OBJECTIVE. Please format the lines below as a numbered list, leaving out any blank lines.

PROVIDED MATERIAL.
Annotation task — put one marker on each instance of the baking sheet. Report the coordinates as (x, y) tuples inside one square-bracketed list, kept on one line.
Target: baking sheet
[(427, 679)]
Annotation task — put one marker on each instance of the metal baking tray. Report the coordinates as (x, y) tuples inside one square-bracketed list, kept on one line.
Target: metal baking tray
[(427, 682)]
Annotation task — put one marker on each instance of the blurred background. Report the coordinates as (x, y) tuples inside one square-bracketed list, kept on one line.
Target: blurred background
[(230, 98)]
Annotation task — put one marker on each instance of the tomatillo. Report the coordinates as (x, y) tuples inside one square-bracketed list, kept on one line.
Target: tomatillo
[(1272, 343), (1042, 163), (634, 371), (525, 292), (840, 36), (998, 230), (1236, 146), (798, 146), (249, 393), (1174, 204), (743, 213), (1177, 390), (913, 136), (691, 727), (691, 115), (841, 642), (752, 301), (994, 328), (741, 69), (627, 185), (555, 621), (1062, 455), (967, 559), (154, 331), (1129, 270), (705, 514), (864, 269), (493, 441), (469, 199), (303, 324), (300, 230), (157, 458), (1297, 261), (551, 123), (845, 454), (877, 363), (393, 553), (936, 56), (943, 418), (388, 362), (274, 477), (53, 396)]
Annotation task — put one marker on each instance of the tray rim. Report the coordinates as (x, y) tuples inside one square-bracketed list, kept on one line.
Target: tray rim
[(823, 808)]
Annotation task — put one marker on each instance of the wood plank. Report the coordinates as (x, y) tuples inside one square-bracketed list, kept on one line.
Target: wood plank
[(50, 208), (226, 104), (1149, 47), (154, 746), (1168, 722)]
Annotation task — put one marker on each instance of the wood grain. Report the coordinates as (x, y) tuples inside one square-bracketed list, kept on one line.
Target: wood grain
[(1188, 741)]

THE COMPLETED TASK.
1. Annotation task — put one marker on each instance of the baking sheet. Report the coordinates as (x, y) tuples inside one square-bracketed list, kept on one line.
2. Target: baking sheet
3. [(427, 679)]
4. Annotation task — put one marker on each instance of the metal baking tray. Report the coordinates as (x, y) tuples inside one square-bracketed list, kept on one line.
5. Target: metal baking tray
6. [(427, 682)]
7. Annotation task — put one marker on each instance of the blurred background. Report the coordinates as (x, y) tuples inside one square-bracketed list, kept on one line.
8. Target: blurred background
9. [(230, 98)]
10. Annotation task — put one marker on each instance of the tomatillo. Report the coordinates as (x, y) tuples inside one square-bracketed list, kept on one line.
11. Target: tomatillo
12. [(1272, 343), (1042, 163), (634, 371), (525, 292), (840, 36), (998, 230), (1236, 146), (798, 146), (249, 393), (1174, 204), (743, 213), (1177, 390), (913, 136), (691, 727), (691, 115), (841, 642), (752, 301), (994, 328), (741, 69), (627, 185), (555, 621), (1062, 455), (967, 559), (154, 331), (1129, 270), (705, 514), (864, 269), (493, 441), (469, 199), (303, 324), (300, 230), (157, 458), (1297, 261), (551, 123), (845, 454), (877, 363), (393, 553), (936, 56), (943, 418), (388, 362), (274, 477), (53, 396)]
13. Annotation task — put one marker on each instance of the tray rim. Report the coordinates as (x, y) tuples inside one square-bracketed list, kept on one line.
14. Target: tray rim
15. [(823, 808)]
16. Annotation task — put one marker on each instance of the wood plank. Report the coordinates as (x, y) tuples inside one square-bracketed list, kept on one line.
17. Target: wood plank
18. [(50, 208), (226, 104), (1149, 47), (154, 746), (1168, 722)]
19. Annotation task — put one marker on each instance of the wood grain. Report the coordinates as (x, y) tuples inside one square-bracketed list, kept on one line.
20. Target: wood grain
21. [(1188, 741)]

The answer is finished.